_The input_
########

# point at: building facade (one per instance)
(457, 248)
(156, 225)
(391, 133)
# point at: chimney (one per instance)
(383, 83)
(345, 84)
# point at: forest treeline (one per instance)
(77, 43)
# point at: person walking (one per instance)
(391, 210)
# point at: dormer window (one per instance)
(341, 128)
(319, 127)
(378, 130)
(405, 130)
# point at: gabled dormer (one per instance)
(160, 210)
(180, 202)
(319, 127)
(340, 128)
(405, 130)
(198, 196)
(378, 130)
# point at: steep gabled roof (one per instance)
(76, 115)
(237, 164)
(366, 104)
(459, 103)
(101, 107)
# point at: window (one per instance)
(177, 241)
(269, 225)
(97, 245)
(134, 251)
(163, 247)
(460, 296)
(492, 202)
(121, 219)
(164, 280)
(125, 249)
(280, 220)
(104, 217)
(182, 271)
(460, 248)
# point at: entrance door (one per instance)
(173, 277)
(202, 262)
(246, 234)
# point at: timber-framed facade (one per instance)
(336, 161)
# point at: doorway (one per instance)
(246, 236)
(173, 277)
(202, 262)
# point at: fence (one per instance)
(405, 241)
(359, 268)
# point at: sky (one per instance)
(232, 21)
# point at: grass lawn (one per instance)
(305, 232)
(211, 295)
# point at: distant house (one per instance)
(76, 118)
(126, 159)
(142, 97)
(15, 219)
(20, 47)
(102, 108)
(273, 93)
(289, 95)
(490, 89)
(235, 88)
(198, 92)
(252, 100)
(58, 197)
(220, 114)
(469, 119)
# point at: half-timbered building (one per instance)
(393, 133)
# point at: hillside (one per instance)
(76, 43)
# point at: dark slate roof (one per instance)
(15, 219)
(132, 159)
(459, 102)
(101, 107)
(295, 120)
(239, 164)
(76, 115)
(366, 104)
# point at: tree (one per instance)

########

_What is expected_
Reproduce verbatim everything in the data above, from the line containing "# point at: half-timbered" down through the final line, with both ends included.

_Written solution_
# point at: half-timbered building (one per instance)
(393, 133)
# point at: hillside (one per instance)
(76, 43)
# point at: dark slate roof (one per instance)
(15, 219)
(132, 159)
(459, 102)
(101, 107)
(295, 120)
(239, 164)
(76, 115)
(366, 104)
# point at: tree (one per instance)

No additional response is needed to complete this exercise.